Women combatants
By 12 August 1914, Englishwoman Flora Sandes knew that if she wanted an exciting life, she would have to fight for it. That was the date she steamed out of London, along with 36 other eager nurses, bound for Serbia. Within 18 months, during the great retreat to Albania, she had exchanged bandages for guns. She insisted on acting as a soldier, and being treated as such; therefore, like male combatants, she cared for the wounded, but only 'between shots'. She curtly informed one correspondent on 10 November 1916 that if people thought she ought to be a nurse instead of a soldier, they should be told that 'we have Red Cross men for first aid'. Her martial valour during World War One was recognised in June 1919 when a special Serbian Act of Parliament made her the first woman to be commissioned in the Serbian Army.

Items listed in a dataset
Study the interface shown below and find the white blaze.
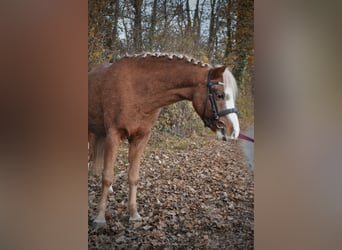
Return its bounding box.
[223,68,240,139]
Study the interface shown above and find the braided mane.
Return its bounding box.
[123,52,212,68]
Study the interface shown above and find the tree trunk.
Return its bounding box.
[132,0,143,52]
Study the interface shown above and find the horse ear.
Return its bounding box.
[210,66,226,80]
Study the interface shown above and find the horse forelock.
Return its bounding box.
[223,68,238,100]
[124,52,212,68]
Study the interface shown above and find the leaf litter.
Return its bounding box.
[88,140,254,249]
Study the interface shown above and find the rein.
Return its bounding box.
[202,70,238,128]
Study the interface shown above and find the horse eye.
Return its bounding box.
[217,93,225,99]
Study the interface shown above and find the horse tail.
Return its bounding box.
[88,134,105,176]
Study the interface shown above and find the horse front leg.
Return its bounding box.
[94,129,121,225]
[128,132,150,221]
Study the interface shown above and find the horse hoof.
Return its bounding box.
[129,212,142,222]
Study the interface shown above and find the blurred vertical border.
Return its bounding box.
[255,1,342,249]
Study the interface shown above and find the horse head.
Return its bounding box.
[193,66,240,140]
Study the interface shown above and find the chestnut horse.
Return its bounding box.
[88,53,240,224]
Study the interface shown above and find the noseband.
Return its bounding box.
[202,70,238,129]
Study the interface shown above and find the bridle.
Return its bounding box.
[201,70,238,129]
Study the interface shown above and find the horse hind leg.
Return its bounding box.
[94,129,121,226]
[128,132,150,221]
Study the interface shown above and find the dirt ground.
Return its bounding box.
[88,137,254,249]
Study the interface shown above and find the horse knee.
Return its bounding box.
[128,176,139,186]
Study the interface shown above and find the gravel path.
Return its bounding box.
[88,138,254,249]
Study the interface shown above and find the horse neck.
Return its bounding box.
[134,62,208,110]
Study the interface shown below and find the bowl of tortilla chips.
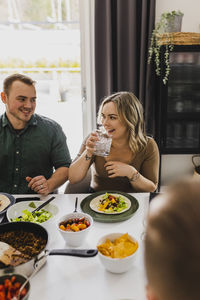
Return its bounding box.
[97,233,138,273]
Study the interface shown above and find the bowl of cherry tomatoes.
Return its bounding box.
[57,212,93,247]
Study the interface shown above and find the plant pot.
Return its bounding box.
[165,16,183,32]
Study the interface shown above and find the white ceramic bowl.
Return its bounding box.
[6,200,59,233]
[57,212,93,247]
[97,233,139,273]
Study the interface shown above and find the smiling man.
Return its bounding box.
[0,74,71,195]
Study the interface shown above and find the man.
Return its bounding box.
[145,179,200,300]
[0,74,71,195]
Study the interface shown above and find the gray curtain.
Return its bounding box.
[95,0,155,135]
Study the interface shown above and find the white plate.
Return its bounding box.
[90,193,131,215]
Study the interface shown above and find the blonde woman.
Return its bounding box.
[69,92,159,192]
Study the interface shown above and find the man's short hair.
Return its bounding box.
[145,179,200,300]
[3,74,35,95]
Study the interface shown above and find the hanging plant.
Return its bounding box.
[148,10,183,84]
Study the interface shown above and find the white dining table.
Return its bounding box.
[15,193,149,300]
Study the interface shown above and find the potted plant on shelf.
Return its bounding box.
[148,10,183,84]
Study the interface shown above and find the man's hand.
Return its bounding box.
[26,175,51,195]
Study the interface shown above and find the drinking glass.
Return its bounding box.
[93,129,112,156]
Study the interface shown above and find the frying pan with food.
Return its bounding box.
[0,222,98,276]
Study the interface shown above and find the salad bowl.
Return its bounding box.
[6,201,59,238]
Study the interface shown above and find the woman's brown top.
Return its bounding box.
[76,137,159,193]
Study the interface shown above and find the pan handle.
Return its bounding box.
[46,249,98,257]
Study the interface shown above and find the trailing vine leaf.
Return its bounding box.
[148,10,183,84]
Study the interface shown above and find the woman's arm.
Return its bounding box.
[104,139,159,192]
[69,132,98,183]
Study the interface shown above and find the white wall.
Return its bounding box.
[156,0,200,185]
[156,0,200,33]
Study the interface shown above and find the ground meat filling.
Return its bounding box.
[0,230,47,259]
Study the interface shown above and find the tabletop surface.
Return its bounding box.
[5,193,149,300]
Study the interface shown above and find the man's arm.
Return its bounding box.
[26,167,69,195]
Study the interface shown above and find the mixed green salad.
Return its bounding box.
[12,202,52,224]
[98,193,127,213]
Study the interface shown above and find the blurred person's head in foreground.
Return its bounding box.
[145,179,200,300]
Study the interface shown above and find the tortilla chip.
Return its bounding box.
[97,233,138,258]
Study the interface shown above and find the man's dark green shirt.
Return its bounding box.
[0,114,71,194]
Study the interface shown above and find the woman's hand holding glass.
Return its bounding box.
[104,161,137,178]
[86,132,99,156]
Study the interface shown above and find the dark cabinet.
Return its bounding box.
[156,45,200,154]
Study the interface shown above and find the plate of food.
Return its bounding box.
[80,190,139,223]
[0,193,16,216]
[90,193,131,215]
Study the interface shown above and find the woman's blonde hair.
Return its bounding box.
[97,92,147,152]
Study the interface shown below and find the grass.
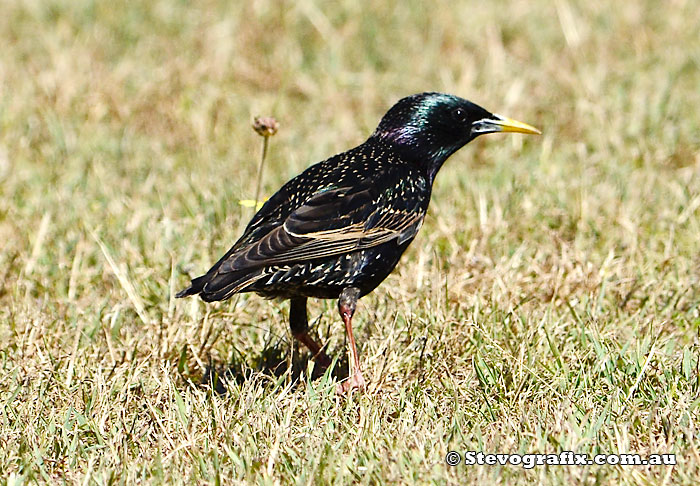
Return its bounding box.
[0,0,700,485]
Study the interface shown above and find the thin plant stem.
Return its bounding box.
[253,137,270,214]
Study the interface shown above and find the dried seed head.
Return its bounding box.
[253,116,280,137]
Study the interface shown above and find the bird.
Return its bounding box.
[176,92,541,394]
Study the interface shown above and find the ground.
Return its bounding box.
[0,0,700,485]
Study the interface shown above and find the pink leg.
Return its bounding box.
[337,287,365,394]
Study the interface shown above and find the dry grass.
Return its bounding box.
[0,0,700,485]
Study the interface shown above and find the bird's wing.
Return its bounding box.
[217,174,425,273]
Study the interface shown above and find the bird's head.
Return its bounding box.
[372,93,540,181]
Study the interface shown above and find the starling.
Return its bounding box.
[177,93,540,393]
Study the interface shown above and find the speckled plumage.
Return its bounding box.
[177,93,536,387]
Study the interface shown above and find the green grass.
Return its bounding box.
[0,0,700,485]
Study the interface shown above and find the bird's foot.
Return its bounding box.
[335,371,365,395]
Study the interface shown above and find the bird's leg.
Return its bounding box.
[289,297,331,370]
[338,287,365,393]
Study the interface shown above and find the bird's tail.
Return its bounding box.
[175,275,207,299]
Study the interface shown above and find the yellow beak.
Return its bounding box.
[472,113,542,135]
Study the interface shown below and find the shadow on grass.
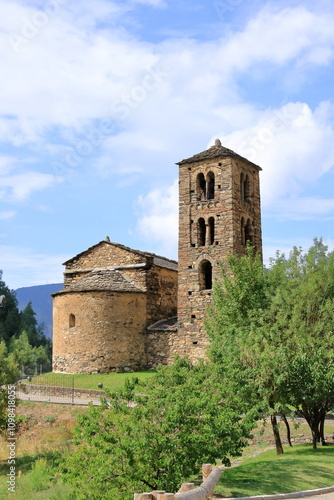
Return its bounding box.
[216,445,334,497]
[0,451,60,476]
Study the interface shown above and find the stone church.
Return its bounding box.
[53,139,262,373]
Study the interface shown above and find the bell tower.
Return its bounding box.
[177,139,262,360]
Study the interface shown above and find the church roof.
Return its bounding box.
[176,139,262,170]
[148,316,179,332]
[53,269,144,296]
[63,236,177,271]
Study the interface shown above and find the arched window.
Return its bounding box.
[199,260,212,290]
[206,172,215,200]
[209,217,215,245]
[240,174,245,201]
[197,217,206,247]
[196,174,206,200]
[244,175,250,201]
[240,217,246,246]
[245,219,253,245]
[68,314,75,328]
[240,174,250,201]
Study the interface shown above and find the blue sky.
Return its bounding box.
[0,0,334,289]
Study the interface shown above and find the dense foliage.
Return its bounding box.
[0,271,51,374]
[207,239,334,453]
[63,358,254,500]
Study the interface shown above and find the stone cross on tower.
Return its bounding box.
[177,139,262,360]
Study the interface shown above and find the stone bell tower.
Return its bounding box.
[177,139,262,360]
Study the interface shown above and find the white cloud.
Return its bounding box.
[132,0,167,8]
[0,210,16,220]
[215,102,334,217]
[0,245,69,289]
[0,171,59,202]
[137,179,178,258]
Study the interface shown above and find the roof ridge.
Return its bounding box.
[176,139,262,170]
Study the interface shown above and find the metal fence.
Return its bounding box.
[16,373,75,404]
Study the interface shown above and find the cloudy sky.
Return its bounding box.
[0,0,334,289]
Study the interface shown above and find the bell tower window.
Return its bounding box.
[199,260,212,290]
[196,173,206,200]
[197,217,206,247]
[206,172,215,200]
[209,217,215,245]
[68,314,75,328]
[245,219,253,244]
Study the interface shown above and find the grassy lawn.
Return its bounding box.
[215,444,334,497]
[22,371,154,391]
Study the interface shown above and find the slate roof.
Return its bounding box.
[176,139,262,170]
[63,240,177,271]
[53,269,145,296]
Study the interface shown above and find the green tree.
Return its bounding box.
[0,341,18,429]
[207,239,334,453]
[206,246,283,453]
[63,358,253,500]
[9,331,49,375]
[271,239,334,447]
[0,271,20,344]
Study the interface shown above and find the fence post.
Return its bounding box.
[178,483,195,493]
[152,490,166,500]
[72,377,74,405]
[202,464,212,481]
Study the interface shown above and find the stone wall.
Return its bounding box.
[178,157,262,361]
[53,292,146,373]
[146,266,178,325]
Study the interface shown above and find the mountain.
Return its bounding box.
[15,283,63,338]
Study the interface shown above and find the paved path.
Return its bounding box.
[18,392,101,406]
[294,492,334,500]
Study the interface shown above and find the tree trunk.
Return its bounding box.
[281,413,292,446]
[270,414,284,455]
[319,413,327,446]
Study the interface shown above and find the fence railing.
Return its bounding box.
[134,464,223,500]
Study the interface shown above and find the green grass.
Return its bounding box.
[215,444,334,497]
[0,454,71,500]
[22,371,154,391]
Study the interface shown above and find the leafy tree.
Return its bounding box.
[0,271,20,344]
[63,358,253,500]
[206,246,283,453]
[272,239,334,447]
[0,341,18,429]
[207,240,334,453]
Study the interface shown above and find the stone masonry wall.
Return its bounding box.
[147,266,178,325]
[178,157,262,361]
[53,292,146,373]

...

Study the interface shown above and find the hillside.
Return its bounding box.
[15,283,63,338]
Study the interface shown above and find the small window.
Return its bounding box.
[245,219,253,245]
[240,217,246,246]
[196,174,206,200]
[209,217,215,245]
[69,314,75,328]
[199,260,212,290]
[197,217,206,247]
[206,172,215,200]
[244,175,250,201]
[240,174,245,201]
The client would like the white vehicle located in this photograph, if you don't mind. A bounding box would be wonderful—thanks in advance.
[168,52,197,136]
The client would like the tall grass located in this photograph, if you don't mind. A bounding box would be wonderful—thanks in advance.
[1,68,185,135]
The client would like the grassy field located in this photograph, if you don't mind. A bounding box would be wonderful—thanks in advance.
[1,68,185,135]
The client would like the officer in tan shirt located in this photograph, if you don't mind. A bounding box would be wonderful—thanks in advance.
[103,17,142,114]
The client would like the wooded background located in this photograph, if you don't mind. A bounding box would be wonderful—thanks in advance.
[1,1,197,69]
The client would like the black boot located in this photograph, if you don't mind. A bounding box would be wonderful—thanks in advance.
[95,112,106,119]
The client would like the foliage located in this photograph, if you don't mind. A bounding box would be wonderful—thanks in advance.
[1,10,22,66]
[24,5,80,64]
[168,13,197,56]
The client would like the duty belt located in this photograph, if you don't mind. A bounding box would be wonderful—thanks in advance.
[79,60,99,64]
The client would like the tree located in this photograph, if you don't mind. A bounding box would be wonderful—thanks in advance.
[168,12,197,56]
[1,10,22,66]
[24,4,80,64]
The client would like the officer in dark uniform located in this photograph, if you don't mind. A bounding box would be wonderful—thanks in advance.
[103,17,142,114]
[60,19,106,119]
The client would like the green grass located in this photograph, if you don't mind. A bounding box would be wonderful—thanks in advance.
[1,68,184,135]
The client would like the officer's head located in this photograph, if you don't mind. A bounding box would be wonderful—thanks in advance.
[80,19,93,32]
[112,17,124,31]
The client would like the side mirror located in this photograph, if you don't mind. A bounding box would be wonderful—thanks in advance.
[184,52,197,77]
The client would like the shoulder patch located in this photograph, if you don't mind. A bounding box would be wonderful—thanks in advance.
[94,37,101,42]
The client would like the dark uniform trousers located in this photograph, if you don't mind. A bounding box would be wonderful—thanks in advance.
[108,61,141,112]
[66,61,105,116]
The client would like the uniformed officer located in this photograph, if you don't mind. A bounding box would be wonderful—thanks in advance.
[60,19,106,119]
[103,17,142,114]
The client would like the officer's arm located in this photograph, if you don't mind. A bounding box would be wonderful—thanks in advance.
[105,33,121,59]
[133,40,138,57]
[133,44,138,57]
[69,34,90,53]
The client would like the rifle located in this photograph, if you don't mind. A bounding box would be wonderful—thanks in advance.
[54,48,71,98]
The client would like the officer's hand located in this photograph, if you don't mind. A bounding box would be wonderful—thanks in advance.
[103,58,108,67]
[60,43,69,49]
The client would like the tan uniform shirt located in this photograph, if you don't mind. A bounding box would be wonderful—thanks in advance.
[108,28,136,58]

==

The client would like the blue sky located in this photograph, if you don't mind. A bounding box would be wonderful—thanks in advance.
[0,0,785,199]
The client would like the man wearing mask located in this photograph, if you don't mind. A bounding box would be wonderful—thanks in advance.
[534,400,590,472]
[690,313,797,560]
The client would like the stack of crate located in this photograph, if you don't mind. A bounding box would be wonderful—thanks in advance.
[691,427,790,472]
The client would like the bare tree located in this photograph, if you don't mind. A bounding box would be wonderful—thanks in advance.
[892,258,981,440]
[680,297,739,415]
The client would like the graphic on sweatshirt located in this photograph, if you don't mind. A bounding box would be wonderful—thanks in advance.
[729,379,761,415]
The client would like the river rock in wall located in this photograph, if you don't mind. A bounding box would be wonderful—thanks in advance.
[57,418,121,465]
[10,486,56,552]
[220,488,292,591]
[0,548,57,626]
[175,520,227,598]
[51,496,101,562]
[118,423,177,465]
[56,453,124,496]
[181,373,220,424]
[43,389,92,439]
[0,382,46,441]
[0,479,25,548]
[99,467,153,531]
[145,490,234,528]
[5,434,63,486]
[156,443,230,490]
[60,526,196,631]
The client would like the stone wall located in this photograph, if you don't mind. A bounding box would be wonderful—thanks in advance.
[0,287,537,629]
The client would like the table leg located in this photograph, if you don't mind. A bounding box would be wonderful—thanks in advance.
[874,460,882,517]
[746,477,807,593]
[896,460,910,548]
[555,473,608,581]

**PROBLEM SET:**
(a) List every calendar date given in the passage on women combatants.
(b) Pick up the passage on women combatants after its final sentence and continue it.

**TASK ANSWERS:**
(a) 12 August 1914; 10 November 1916; June 1919

(b)
'She insisted on acting as a soldier, and being treated as such...'
This jolly, buxom daughter of a retired vicar living in the peaceful village of Thornton Heath in the Suffolk countryside was an unlikely candidate for the warrior role. Although she had been given elementary medical and military training in the Women's First Aid Yeomanry Corps and St John's Ambulance, she had no regrets about leaving nursing for the life of a combatant. Indeed, she relished those times when the savage explosion of her bombs was followed by a 'few groans and then silence' since a 'tremendous hullabaloo' signalled that she had inflicted 'only a few scratches, or the top of someone's finger... taken off'. Throughout her life, Sandes contended that her wartime experiences had been wonderful precisely because they were years of previously unimagined freedom.